◆ To do:
Copy out in full every line of the listing below that contains the string "wall". Matches must have the same capitalization.

========

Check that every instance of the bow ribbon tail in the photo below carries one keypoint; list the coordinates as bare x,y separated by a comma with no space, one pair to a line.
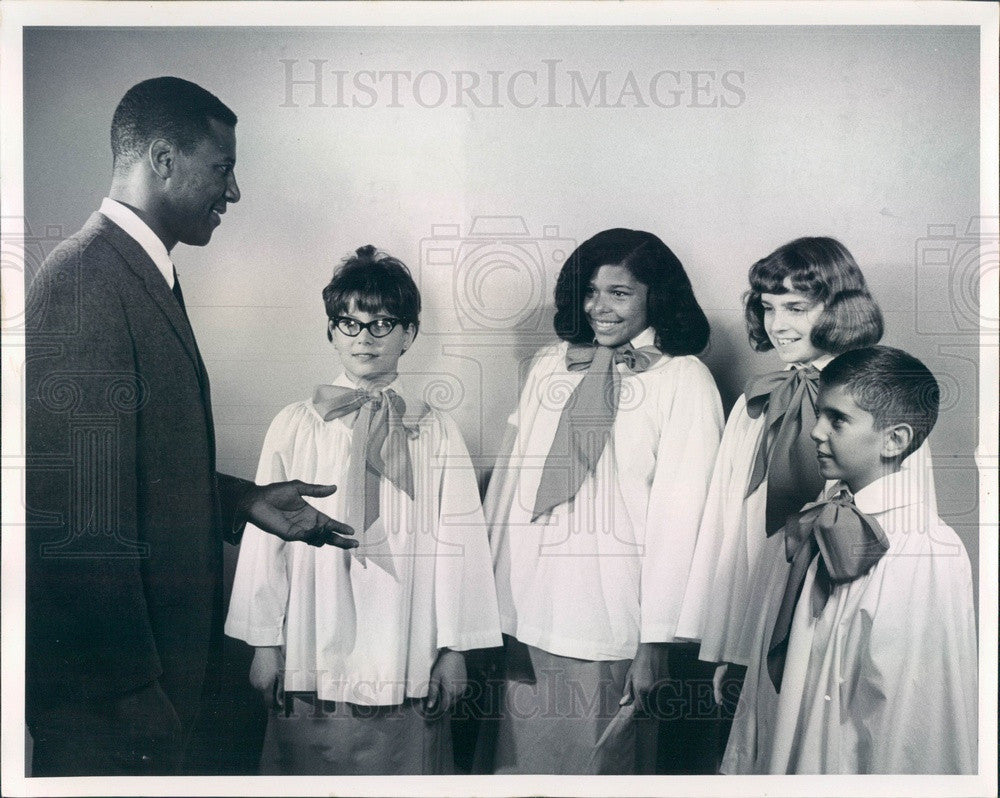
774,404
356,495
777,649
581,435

========

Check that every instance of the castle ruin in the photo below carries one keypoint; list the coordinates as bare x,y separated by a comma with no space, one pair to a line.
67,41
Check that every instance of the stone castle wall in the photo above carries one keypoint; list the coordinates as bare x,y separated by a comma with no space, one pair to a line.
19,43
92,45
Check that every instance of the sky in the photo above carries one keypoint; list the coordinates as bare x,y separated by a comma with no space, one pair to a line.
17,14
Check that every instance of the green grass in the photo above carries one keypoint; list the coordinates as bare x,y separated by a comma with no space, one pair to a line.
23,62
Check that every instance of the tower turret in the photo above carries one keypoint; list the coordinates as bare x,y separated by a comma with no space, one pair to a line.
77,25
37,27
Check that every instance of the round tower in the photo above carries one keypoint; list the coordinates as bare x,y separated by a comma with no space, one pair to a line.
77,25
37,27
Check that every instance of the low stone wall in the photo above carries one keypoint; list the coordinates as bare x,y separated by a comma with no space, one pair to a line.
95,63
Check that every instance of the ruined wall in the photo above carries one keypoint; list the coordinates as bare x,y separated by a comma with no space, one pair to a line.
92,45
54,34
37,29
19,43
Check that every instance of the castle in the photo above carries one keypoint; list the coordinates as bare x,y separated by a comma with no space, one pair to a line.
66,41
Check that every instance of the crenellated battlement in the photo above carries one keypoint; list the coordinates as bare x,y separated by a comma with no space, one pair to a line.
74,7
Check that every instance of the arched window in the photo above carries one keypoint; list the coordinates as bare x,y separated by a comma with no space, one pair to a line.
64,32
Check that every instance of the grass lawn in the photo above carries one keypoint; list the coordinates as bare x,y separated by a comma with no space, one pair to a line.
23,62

========

◆ Result for this task:
Check that every instance of the stone castle wall in the photo above carries one keypoint; list the coordinates as bare x,y separated by a comma with no space, one pair to a line.
Check that every instance of the low stone wall in the photo above carries one keypoint; list the coordinates as bare x,y separated by a comma with no space, one pair to a line.
Check that every instance of the ruined wall in the photo above carries one keypoint; list the coordinates as bare x,y separated by a comma with no space, one pair to a line.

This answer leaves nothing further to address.